(Objective 1):
Please decide whether each statement below agrees with the mailing-list post that follows, answering yes or no and quoting the deciding words from the post. (a) The post recommends a book by Damian Conway for writing maintainable Perl. (b) The post describes JavaScript as the most elegant language. (c) The post says Perl is easier to maintain than JS.

[mdlug] Another sed/regex question

Michael Mikowski z_mikowski at yahoo.com
Mon Sep 29 02:40:48 EDT 2014


No language is read only.  Many of the most highly trafficked sites on the web have used mod_perl for years with teams of developers.  Like anything, it can be written poorly or well.  I suggest Perl Best Practice by Damian Conway if you want to write maintainable Perl.

I've personally moved on to another supposedly "write only" language and am in high demand.  Its called "JavaScript".  Its got all sorts of warts and is not the most elegant language by any means.  But it is fast and runs on 2 billion devices.

Perl is a great sysadmin language and is a hard dependency for almost all distros.  Its much nicer and easier to maintain than JS.  It just takes discipline and effort.

(Raw records):
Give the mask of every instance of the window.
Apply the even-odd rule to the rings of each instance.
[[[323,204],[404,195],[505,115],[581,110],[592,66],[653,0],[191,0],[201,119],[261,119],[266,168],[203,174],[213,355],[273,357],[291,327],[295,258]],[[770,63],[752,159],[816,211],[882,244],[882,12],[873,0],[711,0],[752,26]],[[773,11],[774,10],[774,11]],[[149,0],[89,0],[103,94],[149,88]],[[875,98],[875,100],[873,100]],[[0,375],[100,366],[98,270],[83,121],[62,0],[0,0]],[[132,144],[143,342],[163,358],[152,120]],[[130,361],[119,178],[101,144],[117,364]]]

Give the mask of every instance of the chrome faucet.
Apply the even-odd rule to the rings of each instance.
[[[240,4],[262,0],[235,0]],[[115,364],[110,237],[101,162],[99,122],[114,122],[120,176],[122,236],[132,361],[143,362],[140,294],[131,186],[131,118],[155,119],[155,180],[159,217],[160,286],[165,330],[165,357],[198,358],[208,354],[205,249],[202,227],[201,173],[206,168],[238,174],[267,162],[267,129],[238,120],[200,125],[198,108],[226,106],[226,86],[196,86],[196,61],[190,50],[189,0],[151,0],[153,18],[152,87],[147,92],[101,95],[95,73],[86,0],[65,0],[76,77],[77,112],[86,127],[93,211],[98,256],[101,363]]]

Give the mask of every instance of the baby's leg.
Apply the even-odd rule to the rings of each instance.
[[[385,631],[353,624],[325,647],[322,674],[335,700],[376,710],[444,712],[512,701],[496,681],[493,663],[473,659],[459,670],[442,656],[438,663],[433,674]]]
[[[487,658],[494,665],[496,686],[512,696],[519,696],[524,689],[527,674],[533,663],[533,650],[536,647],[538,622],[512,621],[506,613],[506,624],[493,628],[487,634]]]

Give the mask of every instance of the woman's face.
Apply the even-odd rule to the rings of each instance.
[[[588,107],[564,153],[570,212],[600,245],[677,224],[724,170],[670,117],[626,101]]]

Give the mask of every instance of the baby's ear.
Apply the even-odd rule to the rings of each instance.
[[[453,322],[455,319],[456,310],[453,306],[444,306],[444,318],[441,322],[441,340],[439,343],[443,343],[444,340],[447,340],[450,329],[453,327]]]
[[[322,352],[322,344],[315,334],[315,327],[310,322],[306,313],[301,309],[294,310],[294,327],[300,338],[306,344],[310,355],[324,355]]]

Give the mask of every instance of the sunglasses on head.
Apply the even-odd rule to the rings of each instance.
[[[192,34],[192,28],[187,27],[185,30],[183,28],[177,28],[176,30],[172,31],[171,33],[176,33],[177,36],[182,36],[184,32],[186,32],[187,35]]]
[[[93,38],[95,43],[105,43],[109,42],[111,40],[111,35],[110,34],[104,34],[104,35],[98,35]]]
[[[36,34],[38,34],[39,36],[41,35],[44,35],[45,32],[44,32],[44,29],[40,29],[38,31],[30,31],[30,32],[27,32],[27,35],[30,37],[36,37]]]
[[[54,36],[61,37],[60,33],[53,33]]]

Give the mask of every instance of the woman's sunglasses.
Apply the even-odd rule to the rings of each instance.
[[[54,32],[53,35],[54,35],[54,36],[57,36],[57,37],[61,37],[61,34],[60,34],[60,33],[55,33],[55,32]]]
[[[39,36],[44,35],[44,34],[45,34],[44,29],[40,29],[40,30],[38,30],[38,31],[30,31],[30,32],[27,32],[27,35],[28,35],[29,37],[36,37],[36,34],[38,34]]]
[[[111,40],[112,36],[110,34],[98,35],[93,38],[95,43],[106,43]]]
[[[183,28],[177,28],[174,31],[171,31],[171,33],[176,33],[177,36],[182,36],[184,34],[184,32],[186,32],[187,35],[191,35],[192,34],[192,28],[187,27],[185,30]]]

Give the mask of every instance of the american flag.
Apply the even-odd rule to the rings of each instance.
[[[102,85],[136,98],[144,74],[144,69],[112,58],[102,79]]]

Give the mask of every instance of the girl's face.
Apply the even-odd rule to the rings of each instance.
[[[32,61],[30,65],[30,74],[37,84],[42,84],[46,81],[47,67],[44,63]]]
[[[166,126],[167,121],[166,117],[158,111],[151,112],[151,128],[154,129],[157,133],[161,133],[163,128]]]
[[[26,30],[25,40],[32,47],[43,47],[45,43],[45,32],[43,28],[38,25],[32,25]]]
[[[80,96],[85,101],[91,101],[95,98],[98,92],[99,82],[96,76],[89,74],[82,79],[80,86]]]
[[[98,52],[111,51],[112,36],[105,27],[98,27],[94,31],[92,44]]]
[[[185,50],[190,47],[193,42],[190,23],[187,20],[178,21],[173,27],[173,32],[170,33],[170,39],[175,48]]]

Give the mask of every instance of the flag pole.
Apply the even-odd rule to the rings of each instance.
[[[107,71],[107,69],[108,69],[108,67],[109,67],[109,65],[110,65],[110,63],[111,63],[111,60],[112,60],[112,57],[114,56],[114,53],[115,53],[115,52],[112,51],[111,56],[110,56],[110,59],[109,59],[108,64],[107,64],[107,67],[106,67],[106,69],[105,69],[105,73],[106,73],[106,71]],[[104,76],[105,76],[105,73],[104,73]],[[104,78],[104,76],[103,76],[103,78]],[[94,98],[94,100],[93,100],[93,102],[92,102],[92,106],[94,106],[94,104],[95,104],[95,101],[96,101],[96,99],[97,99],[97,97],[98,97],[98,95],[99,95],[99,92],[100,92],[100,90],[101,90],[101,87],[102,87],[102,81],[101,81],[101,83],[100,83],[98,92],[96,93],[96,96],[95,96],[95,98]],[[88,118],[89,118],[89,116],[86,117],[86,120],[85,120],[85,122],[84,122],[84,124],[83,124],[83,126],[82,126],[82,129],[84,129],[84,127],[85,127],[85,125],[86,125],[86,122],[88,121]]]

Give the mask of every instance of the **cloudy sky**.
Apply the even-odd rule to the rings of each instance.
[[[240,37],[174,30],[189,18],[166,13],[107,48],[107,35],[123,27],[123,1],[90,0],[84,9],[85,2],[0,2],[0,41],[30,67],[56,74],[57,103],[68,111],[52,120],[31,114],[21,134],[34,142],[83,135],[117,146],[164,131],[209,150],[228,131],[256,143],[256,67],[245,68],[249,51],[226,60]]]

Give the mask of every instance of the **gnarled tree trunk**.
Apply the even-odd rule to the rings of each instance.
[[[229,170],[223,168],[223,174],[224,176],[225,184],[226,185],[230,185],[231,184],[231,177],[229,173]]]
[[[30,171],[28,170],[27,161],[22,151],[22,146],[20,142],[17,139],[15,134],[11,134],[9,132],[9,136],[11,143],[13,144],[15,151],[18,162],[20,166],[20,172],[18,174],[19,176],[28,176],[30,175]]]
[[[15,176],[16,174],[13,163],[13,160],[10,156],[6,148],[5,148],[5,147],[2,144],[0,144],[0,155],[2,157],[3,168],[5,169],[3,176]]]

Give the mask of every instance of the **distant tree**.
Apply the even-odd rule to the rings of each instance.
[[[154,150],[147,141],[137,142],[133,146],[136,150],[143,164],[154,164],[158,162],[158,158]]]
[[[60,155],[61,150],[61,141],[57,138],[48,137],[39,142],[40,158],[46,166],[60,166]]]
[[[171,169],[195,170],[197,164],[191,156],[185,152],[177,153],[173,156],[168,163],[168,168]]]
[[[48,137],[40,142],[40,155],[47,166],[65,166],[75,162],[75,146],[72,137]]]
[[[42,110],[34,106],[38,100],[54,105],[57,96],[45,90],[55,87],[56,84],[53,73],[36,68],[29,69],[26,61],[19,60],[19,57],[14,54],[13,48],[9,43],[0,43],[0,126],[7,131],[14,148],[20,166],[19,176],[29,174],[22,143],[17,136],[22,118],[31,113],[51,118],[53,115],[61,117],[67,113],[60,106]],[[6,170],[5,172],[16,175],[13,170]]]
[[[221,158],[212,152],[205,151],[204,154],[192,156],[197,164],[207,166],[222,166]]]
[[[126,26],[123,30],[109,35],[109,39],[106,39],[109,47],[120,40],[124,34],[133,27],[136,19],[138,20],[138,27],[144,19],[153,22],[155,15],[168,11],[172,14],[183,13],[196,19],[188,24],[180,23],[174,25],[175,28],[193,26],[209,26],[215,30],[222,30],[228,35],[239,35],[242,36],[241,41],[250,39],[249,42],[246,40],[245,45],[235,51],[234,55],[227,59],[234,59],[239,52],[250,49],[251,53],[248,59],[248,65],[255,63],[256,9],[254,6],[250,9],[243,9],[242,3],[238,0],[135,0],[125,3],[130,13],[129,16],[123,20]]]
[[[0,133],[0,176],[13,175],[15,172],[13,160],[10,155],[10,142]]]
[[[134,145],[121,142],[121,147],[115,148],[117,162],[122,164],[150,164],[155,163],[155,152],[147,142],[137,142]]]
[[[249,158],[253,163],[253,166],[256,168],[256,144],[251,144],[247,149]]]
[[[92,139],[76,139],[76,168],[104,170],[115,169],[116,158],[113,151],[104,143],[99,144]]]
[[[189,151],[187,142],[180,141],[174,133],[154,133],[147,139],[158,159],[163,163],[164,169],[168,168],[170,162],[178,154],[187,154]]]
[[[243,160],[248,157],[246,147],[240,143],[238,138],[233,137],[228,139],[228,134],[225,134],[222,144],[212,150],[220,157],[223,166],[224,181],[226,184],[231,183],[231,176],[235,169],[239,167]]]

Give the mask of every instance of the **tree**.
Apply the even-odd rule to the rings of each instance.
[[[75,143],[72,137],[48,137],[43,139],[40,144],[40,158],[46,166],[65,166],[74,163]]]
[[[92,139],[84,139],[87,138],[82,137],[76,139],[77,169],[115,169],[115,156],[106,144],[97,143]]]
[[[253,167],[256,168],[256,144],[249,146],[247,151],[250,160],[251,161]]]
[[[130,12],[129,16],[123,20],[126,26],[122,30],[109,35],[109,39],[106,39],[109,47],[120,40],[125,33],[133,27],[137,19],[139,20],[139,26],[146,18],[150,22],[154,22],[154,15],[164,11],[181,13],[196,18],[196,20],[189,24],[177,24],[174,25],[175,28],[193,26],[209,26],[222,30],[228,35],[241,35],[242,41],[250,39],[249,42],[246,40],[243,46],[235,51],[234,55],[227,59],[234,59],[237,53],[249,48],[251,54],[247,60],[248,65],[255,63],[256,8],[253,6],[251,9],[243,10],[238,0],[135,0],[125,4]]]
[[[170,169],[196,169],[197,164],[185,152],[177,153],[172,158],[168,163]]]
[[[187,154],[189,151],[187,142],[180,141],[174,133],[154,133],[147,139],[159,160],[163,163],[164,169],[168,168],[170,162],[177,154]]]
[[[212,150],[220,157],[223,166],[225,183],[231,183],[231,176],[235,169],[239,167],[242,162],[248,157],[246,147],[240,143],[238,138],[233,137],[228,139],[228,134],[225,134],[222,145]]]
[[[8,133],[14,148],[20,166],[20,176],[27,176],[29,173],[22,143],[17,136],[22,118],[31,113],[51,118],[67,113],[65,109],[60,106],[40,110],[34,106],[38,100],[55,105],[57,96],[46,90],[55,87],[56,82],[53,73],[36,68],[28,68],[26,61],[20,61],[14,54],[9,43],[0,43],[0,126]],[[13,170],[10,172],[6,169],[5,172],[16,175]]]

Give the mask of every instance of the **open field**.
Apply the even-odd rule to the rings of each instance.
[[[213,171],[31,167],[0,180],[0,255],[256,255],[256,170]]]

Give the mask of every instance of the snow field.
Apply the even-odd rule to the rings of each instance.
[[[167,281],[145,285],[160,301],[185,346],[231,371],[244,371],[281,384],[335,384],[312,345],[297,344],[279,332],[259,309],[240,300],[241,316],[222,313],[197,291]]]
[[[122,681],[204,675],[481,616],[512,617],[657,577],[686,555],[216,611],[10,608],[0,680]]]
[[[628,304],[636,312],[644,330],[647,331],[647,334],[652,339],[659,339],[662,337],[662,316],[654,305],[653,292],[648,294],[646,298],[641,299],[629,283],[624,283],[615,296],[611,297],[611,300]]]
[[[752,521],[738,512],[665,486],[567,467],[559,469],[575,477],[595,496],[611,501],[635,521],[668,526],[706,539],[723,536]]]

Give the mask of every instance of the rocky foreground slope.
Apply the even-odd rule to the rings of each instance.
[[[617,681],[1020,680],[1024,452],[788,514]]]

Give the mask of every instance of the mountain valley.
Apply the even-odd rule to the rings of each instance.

(Objective 2):
Locate each line of the records above that contains the word "woman", and copy those lines.

(Worked answer 1):
(a) Yes: "I suggest Perl Best Practice by Damian Conway if you want to write maintainable Perl."
(b) No: "is not the most elegant language by any means."
(c) Yes: "Its much nicer and easier to maintain than JS."

(Worked answer 2):
Give the mask of every instance of the woman's face.
Give the mask of every instance of the woman's sunglasses.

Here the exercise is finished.